# Requirements
1. Decide whether each statement agrees with the passage about the Queen musical: (a) The couple took the train to London in the morning. (b) The writer saw Queen perform with Paul Rodgers in Hyde Park in 2005. (c) Jenna Lee James played the main male character. For each, answer yes or no and quote the words that decide it.
2. Return the part of the passage about the Queen musical that starts at "1. The music" and ends at "female character Scaramouche.", copied word for word.
3. Carry the passage about the Queen musical further, beginning after its last sentence.

# Passage to read
_ _ _

While thinking about possible presents for my wife birthday’s last december I had one of my better ideas: I bought tickets for the Queen musical We Will Rock You. We wanted to see it ever since we spotted the posters in London’s tube stations. But we never managed to settle a date and order tickets in advance.

Yesterday the day had come and we were both full of expecation because we are both big queen fans. We took the train to London in the morning, had lunch add the borrow market and finally took the tube to the Dominion Theatre. Reading the program we bought I realized that the remaining members of Queen will celebrate their sixtieth birthdays soon. I’m therefore very happy that we went to their concert with Paul Rodgers in the Hyde Park in 2005. It was probably our last chance to enjoy at least Brian May and Roger Taylor performing live.

But let’s get back to the musical:

  1. The music was of great. No big surprise here. Thanks to the diversity of the songs Queen recorded over the years they could find the right music for every part of the show.
  2. The performers were great. I was especially impressed by Jenna Lee James who played the main female character Scaramouche.

_ _ _

# Listed entries
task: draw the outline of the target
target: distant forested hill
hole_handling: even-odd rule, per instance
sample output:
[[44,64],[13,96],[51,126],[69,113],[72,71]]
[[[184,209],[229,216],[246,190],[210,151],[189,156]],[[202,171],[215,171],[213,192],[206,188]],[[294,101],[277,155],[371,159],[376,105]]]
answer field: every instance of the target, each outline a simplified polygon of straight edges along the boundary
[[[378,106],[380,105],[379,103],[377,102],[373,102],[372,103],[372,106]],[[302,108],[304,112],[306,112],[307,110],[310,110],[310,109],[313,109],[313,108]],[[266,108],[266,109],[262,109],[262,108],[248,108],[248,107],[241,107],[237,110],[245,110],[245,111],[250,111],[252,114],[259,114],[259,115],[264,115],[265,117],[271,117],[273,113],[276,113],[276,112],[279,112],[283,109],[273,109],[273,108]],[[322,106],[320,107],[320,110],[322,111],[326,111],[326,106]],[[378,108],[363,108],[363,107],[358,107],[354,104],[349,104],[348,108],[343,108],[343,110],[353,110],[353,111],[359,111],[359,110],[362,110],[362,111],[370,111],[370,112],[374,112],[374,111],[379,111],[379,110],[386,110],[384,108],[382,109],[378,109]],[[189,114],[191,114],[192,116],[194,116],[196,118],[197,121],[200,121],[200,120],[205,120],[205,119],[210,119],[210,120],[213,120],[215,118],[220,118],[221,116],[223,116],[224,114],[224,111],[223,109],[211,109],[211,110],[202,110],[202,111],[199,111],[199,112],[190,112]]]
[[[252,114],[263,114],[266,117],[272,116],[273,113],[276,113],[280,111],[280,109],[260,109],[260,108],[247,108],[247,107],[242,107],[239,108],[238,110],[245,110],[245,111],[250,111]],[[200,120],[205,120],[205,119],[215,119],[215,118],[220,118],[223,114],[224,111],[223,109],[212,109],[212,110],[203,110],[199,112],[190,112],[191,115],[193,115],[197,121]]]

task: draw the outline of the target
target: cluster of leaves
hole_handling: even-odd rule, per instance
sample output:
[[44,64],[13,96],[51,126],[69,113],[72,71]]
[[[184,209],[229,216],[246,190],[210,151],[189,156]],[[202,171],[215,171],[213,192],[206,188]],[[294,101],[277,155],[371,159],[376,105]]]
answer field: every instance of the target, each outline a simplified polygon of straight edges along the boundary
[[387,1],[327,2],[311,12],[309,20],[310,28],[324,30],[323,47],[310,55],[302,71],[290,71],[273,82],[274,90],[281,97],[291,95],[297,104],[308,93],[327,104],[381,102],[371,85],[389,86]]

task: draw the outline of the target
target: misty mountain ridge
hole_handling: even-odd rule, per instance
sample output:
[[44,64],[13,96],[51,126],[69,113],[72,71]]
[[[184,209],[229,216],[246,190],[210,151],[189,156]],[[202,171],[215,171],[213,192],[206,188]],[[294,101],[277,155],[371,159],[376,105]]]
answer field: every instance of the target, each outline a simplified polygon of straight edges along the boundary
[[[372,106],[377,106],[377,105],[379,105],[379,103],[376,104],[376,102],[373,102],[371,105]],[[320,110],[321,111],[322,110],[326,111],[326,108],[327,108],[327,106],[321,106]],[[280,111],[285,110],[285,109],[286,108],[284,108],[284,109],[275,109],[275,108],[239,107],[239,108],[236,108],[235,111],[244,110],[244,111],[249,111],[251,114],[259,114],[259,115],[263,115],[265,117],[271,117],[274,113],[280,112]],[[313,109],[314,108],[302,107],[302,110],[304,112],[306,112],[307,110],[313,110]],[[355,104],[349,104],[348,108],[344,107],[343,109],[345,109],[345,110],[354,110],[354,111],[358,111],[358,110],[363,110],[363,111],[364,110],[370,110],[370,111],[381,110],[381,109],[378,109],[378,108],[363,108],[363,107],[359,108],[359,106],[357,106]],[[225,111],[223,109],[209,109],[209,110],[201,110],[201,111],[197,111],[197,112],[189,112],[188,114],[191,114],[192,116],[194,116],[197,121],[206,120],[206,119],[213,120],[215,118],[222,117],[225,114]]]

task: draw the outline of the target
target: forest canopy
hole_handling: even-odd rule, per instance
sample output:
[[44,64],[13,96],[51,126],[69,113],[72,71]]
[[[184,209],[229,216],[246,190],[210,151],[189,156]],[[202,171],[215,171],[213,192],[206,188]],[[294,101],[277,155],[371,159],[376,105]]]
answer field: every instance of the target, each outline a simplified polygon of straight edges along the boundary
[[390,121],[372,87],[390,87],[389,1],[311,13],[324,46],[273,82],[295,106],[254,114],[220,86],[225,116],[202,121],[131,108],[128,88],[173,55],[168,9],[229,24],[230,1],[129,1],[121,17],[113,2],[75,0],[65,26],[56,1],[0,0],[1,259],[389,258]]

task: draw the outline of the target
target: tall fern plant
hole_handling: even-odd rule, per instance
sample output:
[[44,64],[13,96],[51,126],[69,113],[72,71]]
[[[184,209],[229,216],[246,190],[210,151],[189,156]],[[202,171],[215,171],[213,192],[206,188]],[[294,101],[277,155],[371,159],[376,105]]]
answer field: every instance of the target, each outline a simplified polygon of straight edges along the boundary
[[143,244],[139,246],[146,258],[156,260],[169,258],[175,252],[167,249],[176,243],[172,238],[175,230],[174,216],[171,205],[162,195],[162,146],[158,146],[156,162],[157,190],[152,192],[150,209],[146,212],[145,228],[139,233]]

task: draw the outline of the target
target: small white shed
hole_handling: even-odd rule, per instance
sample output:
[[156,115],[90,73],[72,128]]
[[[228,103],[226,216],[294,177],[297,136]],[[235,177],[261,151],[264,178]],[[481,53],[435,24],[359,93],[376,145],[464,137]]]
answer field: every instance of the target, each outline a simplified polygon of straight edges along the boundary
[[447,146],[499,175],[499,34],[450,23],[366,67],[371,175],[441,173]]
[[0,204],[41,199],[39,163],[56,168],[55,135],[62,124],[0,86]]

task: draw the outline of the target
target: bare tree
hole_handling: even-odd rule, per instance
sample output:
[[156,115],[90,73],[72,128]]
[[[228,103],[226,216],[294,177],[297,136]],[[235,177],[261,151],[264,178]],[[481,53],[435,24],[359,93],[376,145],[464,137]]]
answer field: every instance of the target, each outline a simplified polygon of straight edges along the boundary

_ _ _

# The replies
1.
(a) Yes: "We took the train to London in the morning"
(b) Yes: "we went to their concert with Paul Rodgers in the Hyde Park in 2005"
(c) No: "Jenna Lee James who played the main female character Scaramouche"

2.
1. The music was of great. No big surprise here. Thanks to the diversity of the songs Queen recorded over the years they could find the right music for every part of the show.
  2. The performers were great. I was especially impressed by Jenna Lee James who played the main female character Scaramouche.

3.
  3. Besides good music there was a lot of british humour in it including funny references to current events. They even poked fun at the members of Queen.
  4. There were also touching moments dedicated to the memory of rock stars who died young: legends like Elvis Presley, Jimmy Hendrix and of course Freddy Mercury.
  5. The simple but taking story is about a world ruled by a powerful coperationg called Globalsoft. They control everything including the music business which is dominated by cloned boy and girl bands. Rock ‘n’ Roll and music instruments are banned. And only a few rebels are trying to bring both back.

My wife and I really enjoyed the time and are considering to watch the show a second time. If you like Queen’s music you must see it!